BEGIN MATERIAL FOR THIS EXERCISE
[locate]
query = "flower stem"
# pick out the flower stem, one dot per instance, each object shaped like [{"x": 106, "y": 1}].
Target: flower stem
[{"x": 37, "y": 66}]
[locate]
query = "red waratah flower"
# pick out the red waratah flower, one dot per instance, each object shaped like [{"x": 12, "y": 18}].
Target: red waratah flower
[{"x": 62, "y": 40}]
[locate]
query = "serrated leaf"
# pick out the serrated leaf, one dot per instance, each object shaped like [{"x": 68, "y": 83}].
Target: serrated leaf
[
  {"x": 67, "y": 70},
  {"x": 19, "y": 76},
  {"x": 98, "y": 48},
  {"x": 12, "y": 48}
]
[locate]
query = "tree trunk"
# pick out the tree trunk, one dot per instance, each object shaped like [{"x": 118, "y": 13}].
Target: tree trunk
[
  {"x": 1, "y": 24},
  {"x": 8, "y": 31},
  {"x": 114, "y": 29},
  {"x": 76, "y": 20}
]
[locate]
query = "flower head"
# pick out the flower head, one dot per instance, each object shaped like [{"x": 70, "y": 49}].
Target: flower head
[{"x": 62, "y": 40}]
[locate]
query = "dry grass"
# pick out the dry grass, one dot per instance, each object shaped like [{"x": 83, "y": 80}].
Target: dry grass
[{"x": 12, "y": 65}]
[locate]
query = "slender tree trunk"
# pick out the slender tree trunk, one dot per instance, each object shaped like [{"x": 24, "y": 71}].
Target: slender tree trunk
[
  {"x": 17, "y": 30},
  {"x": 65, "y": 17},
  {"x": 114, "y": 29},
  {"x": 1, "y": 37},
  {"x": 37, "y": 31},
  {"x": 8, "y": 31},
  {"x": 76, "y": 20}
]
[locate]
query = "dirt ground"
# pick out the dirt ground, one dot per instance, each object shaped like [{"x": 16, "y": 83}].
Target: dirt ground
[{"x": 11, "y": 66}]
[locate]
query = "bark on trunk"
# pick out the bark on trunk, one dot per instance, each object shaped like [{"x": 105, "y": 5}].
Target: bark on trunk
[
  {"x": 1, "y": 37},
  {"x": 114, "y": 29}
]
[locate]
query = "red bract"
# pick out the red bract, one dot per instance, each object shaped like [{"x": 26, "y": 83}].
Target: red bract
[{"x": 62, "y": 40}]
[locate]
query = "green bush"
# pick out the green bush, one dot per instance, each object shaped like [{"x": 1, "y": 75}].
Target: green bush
END MATERIAL FOR THIS EXERCISE
PROBLEM DETAILS: Transcribe each record exactly. Leave nothing out.

REPLY:
[locate]
query = "flower stem"
# pick out the flower stem, one dot per instance, each object shaped like [{"x": 106, "y": 1}].
Target: flower stem
[{"x": 37, "y": 66}]
[locate]
query = "red waratah flower"
# pick out the red waratah flower, one dot per instance, each object shaped like [{"x": 12, "y": 18}].
Target: red waratah flower
[{"x": 62, "y": 40}]
[locate]
query = "serrated leaf"
# pick out the serrated leaf, one dot per instance, each object shaped like [{"x": 68, "y": 83}].
Target: serrated leaf
[
  {"x": 67, "y": 70},
  {"x": 19, "y": 76},
  {"x": 98, "y": 48},
  {"x": 12, "y": 48}
]
[locate]
query = "tree trunk"
# pick out the tree trunk, one dot per instance, each object shaped like [{"x": 118, "y": 13}].
Target: tree trunk
[
  {"x": 1, "y": 24},
  {"x": 8, "y": 31},
  {"x": 114, "y": 29},
  {"x": 76, "y": 20}
]
[locate]
query = "flower head"
# pick out the flower head, one dot per instance, each object shaped like [{"x": 70, "y": 49}].
Target: flower head
[{"x": 62, "y": 40}]
[locate]
query = "dry grass"
# pick out the dry grass, one dot per instance, each object shaped like [{"x": 83, "y": 80}].
Target: dry grass
[{"x": 12, "y": 65}]
[locate]
query = "slender tree trunk"
# pick out the slender tree trunk, one dot per instance, each object shaped like [{"x": 24, "y": 71}].
Target: slender tree trunk
[
  {"x": 17, "y": 30},
  {"x": 65, "y": 17},
  {"x": 114, "y": 29},
  {"x": 1, "y": 37},
  {"x": 37, "y": 31},
  {"x": 8, "y": 31},
  {"x": 76, "y": 20}
]
[locate]
query = "dirt ground"
# pick out the dirt ground, one dot per instance, each object shaped like [{"x": 16, "y": 83}].
Target: dirt ground
[{"x": 11, "y": 66}]
[locate]
query = "bark on trunk"
# pick out the bark on trunk, one dot per instance, each object shaped like [{"x": 105, "y": 5}].
Target: bark on trunk
[
  {"x": 1, "y": 37},
  {"x": 114, "y": 29}
]
[locate]
query = "red bract"
# pick out the red bract, one dot per instance, each object shaped like [{"x": 26, "y": 83}].
Target: red bract
[{"x": 62, "y": 40}]
[locate]
query = "green bush"
# pick out the green bush, one dot per instance, each object shaped like [{"x": 1, "y": 75}].
Target: green bush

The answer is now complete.